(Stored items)

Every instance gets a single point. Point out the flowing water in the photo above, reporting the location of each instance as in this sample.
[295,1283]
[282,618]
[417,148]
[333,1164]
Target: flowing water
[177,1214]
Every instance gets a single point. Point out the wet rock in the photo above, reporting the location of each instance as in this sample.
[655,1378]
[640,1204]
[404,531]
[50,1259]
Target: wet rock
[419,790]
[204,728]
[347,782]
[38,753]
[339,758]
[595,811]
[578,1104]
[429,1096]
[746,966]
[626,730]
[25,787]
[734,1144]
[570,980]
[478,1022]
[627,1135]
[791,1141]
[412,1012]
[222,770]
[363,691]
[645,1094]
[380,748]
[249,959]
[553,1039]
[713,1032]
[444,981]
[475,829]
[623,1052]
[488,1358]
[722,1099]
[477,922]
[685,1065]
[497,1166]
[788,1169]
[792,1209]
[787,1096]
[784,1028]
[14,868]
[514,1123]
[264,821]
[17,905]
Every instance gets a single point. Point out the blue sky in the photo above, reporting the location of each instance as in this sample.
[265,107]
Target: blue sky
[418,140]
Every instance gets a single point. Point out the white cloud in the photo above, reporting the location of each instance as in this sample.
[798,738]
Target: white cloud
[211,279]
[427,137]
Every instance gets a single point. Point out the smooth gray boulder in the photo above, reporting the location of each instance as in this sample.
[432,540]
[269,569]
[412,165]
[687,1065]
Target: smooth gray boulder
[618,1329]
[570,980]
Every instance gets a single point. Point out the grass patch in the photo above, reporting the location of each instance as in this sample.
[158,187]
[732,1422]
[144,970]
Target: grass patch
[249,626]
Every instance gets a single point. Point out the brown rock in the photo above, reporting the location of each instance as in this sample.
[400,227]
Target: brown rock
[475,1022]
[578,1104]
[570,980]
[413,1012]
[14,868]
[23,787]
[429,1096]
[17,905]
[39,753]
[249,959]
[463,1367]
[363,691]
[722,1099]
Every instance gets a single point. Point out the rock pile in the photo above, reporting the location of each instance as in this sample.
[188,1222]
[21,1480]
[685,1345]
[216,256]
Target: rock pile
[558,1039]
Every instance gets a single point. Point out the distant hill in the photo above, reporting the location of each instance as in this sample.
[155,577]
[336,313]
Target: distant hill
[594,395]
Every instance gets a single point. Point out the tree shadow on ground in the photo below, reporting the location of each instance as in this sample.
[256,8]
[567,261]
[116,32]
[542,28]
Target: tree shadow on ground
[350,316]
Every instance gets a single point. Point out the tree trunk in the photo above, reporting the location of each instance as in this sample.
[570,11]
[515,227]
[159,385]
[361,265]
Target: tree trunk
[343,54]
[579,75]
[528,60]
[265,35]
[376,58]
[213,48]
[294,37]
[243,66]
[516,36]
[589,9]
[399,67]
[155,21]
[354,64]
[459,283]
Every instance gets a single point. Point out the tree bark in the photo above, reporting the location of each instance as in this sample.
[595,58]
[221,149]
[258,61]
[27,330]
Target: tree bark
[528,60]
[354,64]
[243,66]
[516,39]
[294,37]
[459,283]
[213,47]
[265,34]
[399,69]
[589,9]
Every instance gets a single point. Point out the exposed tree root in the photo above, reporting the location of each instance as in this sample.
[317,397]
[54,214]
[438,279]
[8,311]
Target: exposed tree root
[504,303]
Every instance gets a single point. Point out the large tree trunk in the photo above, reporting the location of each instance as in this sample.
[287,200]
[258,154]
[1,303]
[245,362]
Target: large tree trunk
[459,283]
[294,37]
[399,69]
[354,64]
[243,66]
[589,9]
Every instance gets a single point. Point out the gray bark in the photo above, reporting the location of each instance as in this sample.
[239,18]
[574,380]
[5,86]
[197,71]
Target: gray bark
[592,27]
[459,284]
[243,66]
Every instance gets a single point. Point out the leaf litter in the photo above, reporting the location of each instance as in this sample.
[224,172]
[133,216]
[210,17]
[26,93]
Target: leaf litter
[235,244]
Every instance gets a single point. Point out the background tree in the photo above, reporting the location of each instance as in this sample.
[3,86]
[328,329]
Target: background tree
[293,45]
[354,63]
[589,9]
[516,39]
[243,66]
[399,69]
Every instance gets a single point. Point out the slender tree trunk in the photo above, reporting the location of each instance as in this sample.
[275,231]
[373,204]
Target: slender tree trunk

Goal | Rewrite all the records above, putting "one point" wherever "single point" appears and leaving everything else unchanged.

Exercise output |
Every instance gets a one point. Point out the flowing water in the photo above, reporting the location of each instance as in this sample.
[295,1283]
[282,618]
[417,148]
[333,1164]
Target: flowing water
[177,1214]
Every instance gets a one point. Point out the wet rock in the photo above, reporting the location of each instance as in this sample.
[655,1378]
[640,1204]
[404,531]
[50,1259]
Target: wet rock
[419,790]
[204,728]
[347,782]
[38,753]
[339,758]
[595,811]
[578,1104]
[429,1096]
[746,966]
[626,730]
[25,787]
[734,1144]
[570,980]
[478,1022]
[627,1135]
[791,1141]
[412,1012]
[222,770]
[363,691]
[645,1094]
[380,748]
[249,959]
[553,1039]
[713,1032]
[444,981]
[475,829]
[623,1052]
[488,1358]
[722,1099]
[477,922]
[685,1065]
[497,1166]
[788,1169]
[792,1209]
[787,1096]
[784,1028]
[14,868]
[514,1123]
[264,821]
[17,905]
Every instance gets a one point. Point out the blue sky in the photo above, reporting the location of each instance as in this sample.
[265,107]
Target: blue sky
[418,140]
Every instance gets a one point. Point out the white cloud in the photo above, reporting the location of each instance as in this sample.
[798,738]
Target: white cloud
[211,279]
[427,137]
Every instance gets a one point. Point out the smooth gray boulder in the photo above, reporting the location of each instance as in this sample.
[432,540]
[269,569]
[412,165]
[687,1065]
Target: smooth gray boulder
[618,1329]
[570,980]
Every instance gets a one point. Point out the grass patch in the photo above, reporting the location of each instance as in this sample.
[158,187]
[732,1422]
[144,970]
Target: grass patch
[249,626]
Every instance gets a one point. Point out the brown rock in the photo above, reporting the location of each instance as in this sample.
[400,227]
Target: brown rock
[475,1022]
[578,1104]
[570,980]
[413,1012]
[14,868]
[23,787]
[429,1096]
[17,905]
[39,753]
[249,959]
[463,1367]
[363,691]
[722,1099]
Every instance gets a one point. Point out the rock pile in the photo above, reporting the location of each instance as in this sample.
[188,1222]
[21,1480]
[685,1345]
[216,256]
Target: rock pile
[558,1039]
Every instance gets a one point. Point out the distant hill in the photo above, reporting the location of each instance as in this sample.
[155,577]
[336,313]
Target: distant hill
[594,395]
Every instance gets a one point. Point out the tree shadow on ground in the photo below, reporting the location of each instance as in this sample.
[256,8]
[567,261]
[116,32]
[542,28]
Target: tree shadow on ground
[350,316]
Every instance gets a one point. Point out the tree trunk in the photo above, reporting the location of each instance as in this sample.
[570,11]
[515,227]
[159,385]
[361,265]
Target: tree trunk
[343,54]
[579,75]
[528,60]
[265,35]
[376,58]
[213,48]
[294,37]
[243,66]
[516,36]
[589,9]
[399,67]
[155,21]
[354,64]
[459,283]
Every instance gets a one point. Point out the tree bark in the photo above, reporting the location of each instance as in this sample.
[595,58]
[221,149]
[258,61]
[27,330]
Target: tree bark
[528,60]
[354,64]
[243,66]
[516,39]
[294,37]
[459,283]
[213,47]
[265,34]
[399,69]
[589,9]
Every instance gets a one point. Point out the exposed tree root in the photo above, reporting the location of each instance as in this sample.
[317,397]
[54,214]
[438,279]
[8,311]
Target: exposed tree root
[504,303]
Every instance gets a one point. Point out the large tree trunk in the photo above, reporting the location of each instance as in this sample.
[287,200]
[258,154]
[1,303]
[245,362]
Target: large tree trunk
[459,283]
[294,37]
[399,69]
[354,64]
[243,66]
[589,9]
Every instance gets a one point. Point out the gray bark in the photo above, reporting the location of each instance as in this sample.
[239,18]
[574,380]
[5,86]
[197,71]
Target: gray bark
[592,27]
[459,284]
[243,66]
Every instance gets a one point. Point out the leaf litter in the photo above, reporting the location of each instance as in this sample.
[224,172]
[133,216]
[210,17]
[26,93]
Target: leaf litter
[235,244]
Every instance gets a one point. Point out the background tree in the photo above, reporting the location of each instance as in this sample.
[3,86]
[328,329]
Target: background tree
[293,45]
[354,63]
[589,9]
[516,39]
[243,66]
[399,69]
Every instance gets a one point. Point out the slender tree trunk in the photo above, reporting the location of each instance as in this sample.
[275,231]
[373,204]
Target: slender tree trunk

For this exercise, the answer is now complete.